--- Start of PAGE ---
I said this in Understanding Complementarian Women:
If you try advancing an egalitarian argument, no matter how solid or convincing, it will most likely fall on deaf ears. Rather than arguing, respectfully poke holes in complementarian inconsistencies. (There are plenty of them.) It feels less threatening and requires more thought to answer specific questions than to rattle off the talking points.
I got several requests for a post explaining what “poking holes” looks like.
Like I said above and elsewhere, complementarianism from the outside is an airtight argument, a closed circle, as solid as a fundamentalist’s belief in sola Scriptura. Don’t try arguing against complementarianism. You’ll fail.
Instead, make the complementarian argue against complementarianism, even after you exit the conversation.
Feeling backed into a corner, misunderstood, and attacked triggers walls and distracts from the real issue. It’s so easy for a complementarian to dismiss an emotional, rude egalitarian or the same-old, same-old argument against complementarianism. In fact, these sorts of ineffective tactics increase complementarians’ convictions in their beliefs. Persecution, defending the homefront, going off on pet peeve rabbit trails — all of these encourages talking points rather than genuine conversation.
We’re human. We save face. We defend the homefront at all costs against the enemy, even if we doubt the homefront altogether. In other words: No matter how much a complementarian privately doubts complementarianism, she will publicly defend it. That’s just what humans do.
The key, then, is avoiding those triggers that result only in talking points and defensiveness.
When I wrote a letter to a previously-attended church about allowing women more roles in the Sunday service, I framed it in two contexts: (1) Hi, guys, I’m Bailey, your Bailey, your sweet, smart, talented Bailey with sisters (females) who sing and read aloud better than most of the token male worship leaders. You all know me. You all love me. You’ve all respected me before. Listen up! Forbidding me from using my gifts hurts me, Bailey, your Bailey. (2) Our church has a shortage of qualified members. We have sub-par worship and ministry, and we know it. Let’s actually utilize our female members’ gifts, yeah? If we limit 70% of the members, we’re not only hurting me as a talented, stifled female member, we’re hurting our entire congregation. We’re hurting you.
--- End of PAGE ---
--- Start of GIVEN RECORDS ---
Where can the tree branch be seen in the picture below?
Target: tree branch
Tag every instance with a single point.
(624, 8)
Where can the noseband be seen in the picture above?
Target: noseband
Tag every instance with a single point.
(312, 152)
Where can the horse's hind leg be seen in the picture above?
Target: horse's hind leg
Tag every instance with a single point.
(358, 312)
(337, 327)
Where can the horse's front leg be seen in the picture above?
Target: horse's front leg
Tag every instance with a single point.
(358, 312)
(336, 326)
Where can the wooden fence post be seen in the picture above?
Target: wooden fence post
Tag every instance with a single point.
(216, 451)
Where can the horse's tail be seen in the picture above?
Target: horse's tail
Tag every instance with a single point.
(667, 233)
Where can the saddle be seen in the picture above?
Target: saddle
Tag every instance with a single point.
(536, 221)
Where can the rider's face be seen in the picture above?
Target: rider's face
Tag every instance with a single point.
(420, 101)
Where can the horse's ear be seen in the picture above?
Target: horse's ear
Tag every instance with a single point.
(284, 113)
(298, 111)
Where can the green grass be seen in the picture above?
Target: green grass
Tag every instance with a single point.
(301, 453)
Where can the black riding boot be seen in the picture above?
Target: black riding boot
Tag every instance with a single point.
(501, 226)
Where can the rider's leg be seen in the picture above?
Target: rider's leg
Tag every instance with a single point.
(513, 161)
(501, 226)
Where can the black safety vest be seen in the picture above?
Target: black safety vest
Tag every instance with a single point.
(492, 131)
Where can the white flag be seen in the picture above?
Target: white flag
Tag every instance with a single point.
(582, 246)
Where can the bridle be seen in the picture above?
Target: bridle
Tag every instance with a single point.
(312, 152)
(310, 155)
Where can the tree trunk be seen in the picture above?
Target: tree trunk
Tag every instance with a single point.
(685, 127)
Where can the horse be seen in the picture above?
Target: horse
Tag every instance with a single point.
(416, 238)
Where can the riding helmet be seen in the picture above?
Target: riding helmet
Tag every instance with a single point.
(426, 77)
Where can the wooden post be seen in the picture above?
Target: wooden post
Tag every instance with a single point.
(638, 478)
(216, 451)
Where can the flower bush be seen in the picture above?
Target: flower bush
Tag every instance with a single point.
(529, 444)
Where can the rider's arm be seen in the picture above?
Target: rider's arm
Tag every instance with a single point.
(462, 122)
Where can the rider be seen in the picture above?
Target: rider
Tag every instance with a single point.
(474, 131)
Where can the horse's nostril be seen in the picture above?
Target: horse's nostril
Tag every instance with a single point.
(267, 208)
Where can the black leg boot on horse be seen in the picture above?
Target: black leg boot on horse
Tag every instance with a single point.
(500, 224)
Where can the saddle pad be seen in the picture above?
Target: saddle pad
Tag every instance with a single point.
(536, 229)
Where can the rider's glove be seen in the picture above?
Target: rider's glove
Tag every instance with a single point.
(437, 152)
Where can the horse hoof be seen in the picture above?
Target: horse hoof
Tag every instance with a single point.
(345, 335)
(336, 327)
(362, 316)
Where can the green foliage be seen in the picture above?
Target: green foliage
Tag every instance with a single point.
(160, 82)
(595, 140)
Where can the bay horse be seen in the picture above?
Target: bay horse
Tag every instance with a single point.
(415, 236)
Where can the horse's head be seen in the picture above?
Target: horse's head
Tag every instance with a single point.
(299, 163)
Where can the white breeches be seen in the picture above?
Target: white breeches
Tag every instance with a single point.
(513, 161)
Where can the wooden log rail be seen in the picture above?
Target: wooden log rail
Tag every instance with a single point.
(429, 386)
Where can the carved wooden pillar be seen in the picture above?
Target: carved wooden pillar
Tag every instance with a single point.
--- End of GIVEN RECORDS ---
» AIM OF THE EXERCISE: In two sentences, what does the post on poking holes in complementarianism say?

» EXERCISE OUTPUT: Because complementarianism looks airtight from the outside, the writer advises against arguing with it directly and instead suggests respectfully poking holes in its inconsistencies so that complementarians end up arguing against it themselves. Since feeling attacked makes people defend their position with talking points even when they privately doubt it, the key is to avoid those triggers, as the writer did in a letter to a former church that appealed both to the members' personal regard for the writer and to the whole congregation's need for its women's gifts.